+++ Text shown +++

Skip to content

b. 1912, Cody, Wyoming
d. 1956, Springs, New York

Jackson Pollock was an American painter and major figure in the Abstract Expressionist movement. A champion of direct engagement with material, Pollock introduced a new method of gestural abstraction that elevated him to international fame. Born to a farming family in Wyoming, Pollock was the youngest of five sons and grew up between Arizona and California. Though his family had limited resources, Pollock’s mother fostered his creativity and enrolled him at the Manual Arts High School in LA in 1927. In 1930, Pollock moved to Manhattan and enrolled in the Art Students League alongside his brother.

In New York, Pollock initially studied under American scene painter Thomas Hart Benton, who staunchly opposed European modernism. While working for the WPA Federal Art Project between 1938 and 1942, Pollock underwent Jungian psychotherapy sessions to combat his alcoholism. Pollock’s psychotherapist engaged with him through his art, resulting in the appearance of many Jungian concepts in his paintings and, subsequently, shifting from figurative work towards abstraction in the early 1940s. In 1943, Peggy Guggenheim held Pollock’s first solo show at her gallery, Art of the Century, in New York. After the exhibition, he sold his first painting to the MoMA. In 1945, Pollock married American painter Lee Krasner, who became an important influence on his career and legacy.

Originally introduced to liquid paints in an experimental workshop led by Mexican muralist David Siqueiros in 1936, Pollock began to pour this paint over his canvases in the early 1940s. After moving to Long Island in 1945, he developed this technique further, using hardened brushes, sticks, and basting syringes to apply synthetic resin-based paints. Pollock’s most famous paintings were made using this technique between 1947 and 1950, a time known as his “drip period.” Through this innovative method, Pollock became one of the originators of action painting and challenged Western tradition by using his whole body to create paintings.

+++

[Exercises]
A) Extract the stretch of the Jackson Pollock biography from "b. 1912, Cody, Wyoming" through "alongside his brother.".
B) According to the Jackson Pollock biography, who held Pollock's first solo show in 1943?
The data that come next are not needed.

+++ Source data +++

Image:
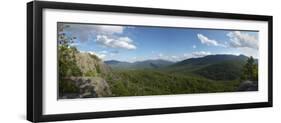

+++

[Exercise solutions]
A)
b. 1912, Cody, Wyoming
d. 1956, Springs, New York

Jackson Pollock was an American painter and major figure in the Abstract Expressionist movement. A champion of direct engagement with material, Pollock introduced a new method of gestural abstraction that elevated him to international fame. Born to a farming family in Wyoming, Pollock was the youngest of five sons and grew up between Arizona and California. Though his family had limited resources, Pollock’s mother fostered his creativity and enrolled him at the Manual Arts High School in LA in 1927. In 1930, Pollock moved to Manhattan and enrolled in the Art Students League alongside his brother.

B) Peggy Guggenheim held it at her gallery, Art of the Century, in New York.